> [Quoted passage]:
__________
As one who has long been interested in saving endangered species and the natural environment, it seemed only right that the focus of my fiber business should be rare and endangered sheep breeds. The more I investigated the myriad breeds that are on the different global endangered lists, the more convinced I became that this was not only an interesting niche, but a necessary one. These breeds represent thousands of years of evolution, both natural and domesticated, and are part of our global history and development. Each of them offers something special, and each feels quite unique and spins quite differently. It has been a joy for me to come to know the breeds that I have to date, and I look forward to working with more rare breeds in the future. It is my pleasure to be able to offer some of these breeds to other spinners and help in educating others about these breeds. I hope that you will experiment with them, come to know them better, and enjoy the experience as I have.
Excerpted from Spin-Off's Handspun Treasures from Rare Wools, Collected Works from the Save the Sheep Project (which is a truly excellent resource book):
"Handspinners are in a unique position to understand the value of many of the sheep breeds currently designated as rare, critical or endangered. Our expertise lies in assessment of one aspect of a sheep ~ its wool. Other groups of people who are weighing strengths of breeds which have become marginal and need conservation have different priorities, including meat quality and yield, prolificacy, and nutritional requirements. To them, wool is a byproduct, often called the "second crop" (after meat). To us, it is paramount.
"If we have an interest in maintaining the diversity of the wools which are available ~ colors, textures, lengths, fineness or coarseness, crimp patterns ~ we need to become knowledgeable about the status of all breeds of sheep, and to vote with our voices (and, as we buy fiber, with our checkbooks) in favor of those qualities of fiber we'd like to see preserved. ...
"Traditionally, a wide variety of wools has supported a broad array of craft techniques and artistic forms. Some wools felt well, while others do not. The finest wools can be used for underwear, the coarsest for rugs and camel trappings and cords. All of the extremes ~ the wools which are superior for one use or another, not just adequate or acceptable ~ are vulnerable as we contemplate the loss of the rare sheep breeds.
"Since domesticated animals provide so many different benefits to human culture, groups of people with varying biases will have divergent ideas about what's most valuable and what's at greatest risk. Unless handspinners speak to the qualities of the fiber, and support a small but steady market for it, only the machines' needs will be considered in the types of wool that are produced in the future. At the very least, we owe it to ourselves ~ now, while we can ~ to teach our fingers the ways of working with wools outside our comfort zone and expertise, so that we can help make informed decisions about what we treasure enough that we want to be sure it's still around when we discover we needed it after all. ...
"Each rare breed has its niche, its unique products, its own story of development, and then its own array of factors leading to declining fortunes. Each breed also has behind it a few key proponents who value it and foster its use by others. The dedicated work of these few visionaries has enabled these breeds to survive so far. Their efforts have brought these genetic packages to the present day for us to enjoy and use. Their work needs to be recognized as vital for all of us, and needs to be supported and expanded so that these breeds do not disappear."
__________
> [Raw data]:
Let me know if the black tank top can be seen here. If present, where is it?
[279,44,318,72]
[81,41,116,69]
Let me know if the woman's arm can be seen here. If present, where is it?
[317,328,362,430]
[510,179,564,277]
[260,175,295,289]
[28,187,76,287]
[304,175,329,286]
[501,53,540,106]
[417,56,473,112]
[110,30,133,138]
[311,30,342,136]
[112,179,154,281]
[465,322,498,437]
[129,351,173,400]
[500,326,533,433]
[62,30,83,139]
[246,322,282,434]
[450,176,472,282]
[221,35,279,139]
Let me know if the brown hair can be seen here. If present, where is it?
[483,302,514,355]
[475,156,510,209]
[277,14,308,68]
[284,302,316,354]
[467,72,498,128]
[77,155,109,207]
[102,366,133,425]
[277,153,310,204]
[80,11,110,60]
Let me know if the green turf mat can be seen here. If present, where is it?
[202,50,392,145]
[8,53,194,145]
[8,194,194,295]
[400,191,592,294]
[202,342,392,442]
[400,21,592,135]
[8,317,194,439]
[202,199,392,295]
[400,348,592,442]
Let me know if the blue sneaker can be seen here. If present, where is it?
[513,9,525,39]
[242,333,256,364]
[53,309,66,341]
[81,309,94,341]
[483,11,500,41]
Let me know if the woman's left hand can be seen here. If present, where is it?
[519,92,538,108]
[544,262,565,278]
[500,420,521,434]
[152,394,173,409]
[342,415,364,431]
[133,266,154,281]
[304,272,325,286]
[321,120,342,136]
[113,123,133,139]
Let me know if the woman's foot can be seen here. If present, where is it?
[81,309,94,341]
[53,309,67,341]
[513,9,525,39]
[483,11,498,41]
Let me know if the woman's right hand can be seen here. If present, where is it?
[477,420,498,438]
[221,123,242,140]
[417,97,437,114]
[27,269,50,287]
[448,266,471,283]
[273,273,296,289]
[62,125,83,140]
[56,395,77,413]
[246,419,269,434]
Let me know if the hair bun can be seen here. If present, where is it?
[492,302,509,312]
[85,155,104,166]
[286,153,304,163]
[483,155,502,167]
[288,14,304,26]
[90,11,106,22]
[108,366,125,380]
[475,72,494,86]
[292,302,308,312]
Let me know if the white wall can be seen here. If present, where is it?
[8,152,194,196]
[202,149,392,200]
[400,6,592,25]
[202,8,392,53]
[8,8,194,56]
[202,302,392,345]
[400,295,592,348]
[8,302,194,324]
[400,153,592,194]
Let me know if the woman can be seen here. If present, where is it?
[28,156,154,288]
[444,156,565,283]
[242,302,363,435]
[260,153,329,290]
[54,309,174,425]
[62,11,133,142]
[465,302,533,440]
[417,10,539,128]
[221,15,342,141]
__________
> [Work instructions]: In the passage on rare sheep breeds, why does it say handspinners must speak to the qualities of fiber and support a market for it? Answer in one to three sentences.

> [Task solution]: Other groups that weigh which marginal breeds to conserve focus on meat quality and yield, prolificacy, and nutritional requirements, and they treat wool as a byproduct. Unless handspinners speak to the qualities of the fiber and support a small but steady market for it, only the machines' needs will be considered in deciding what types of wool are produced in the future.